◆ Aim of the exercise
Present every item below as a numbered list, leaving out blank lines.

Dataset entries:
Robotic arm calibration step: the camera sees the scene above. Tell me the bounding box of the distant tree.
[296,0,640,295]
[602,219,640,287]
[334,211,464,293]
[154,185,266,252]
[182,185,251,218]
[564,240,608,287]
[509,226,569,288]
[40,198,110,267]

◆ Task output
1. Robotic arm calibration step: the camera sees the scene above. Tell me the bounding box of the distant tree.
2. [296,0,640,295]
3. [602,219,640,287]
4. [334,211,464,293]
5. [154,185,266,252]
6. [182,185,251,218]
7. [564,240,608,287]
8. [509,226,569,288]
9. [40,198,110,267]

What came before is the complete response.